**Source material**.
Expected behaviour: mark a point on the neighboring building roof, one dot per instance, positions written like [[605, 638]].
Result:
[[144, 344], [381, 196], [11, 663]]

==

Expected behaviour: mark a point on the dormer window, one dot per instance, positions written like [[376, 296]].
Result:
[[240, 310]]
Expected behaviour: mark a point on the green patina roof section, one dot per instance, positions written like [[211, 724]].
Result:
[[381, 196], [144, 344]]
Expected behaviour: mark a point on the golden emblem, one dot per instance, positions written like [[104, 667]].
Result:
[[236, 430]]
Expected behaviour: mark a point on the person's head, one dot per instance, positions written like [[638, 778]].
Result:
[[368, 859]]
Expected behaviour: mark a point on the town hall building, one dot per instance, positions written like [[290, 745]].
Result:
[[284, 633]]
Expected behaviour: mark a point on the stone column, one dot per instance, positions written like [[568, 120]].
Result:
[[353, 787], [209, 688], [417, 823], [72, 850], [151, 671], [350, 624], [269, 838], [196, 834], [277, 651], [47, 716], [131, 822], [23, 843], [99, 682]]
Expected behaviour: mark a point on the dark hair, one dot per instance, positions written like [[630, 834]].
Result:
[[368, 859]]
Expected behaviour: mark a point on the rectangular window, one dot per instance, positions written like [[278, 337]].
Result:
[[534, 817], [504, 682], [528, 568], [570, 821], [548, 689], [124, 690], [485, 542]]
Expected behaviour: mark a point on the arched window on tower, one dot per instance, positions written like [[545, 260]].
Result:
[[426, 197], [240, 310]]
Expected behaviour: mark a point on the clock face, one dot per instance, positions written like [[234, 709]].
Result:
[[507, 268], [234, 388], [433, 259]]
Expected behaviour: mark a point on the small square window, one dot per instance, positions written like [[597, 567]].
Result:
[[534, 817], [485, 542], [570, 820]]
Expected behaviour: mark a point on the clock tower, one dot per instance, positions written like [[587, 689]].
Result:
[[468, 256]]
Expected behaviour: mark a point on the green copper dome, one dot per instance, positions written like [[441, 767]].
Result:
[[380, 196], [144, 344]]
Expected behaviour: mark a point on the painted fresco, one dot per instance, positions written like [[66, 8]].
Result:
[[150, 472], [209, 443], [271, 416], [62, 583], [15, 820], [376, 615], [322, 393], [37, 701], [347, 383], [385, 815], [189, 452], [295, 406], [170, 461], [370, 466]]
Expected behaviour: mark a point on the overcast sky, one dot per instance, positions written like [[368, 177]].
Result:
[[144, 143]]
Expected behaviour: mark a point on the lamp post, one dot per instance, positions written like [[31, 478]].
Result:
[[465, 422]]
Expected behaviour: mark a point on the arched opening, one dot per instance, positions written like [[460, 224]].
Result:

--

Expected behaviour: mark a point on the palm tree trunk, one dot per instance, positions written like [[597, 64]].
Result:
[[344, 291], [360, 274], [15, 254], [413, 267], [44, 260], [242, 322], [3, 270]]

**Prompt**.
Extract from the data every line where "green" shows up.

**Response area**.
Expected behaviour: mark a point on the green patina roof section, one dot per instance, positions written like [[211, 724]].
Expected behaviour: mark a point on the green copper dome, one dot per instance, positions written like [[441, 767]].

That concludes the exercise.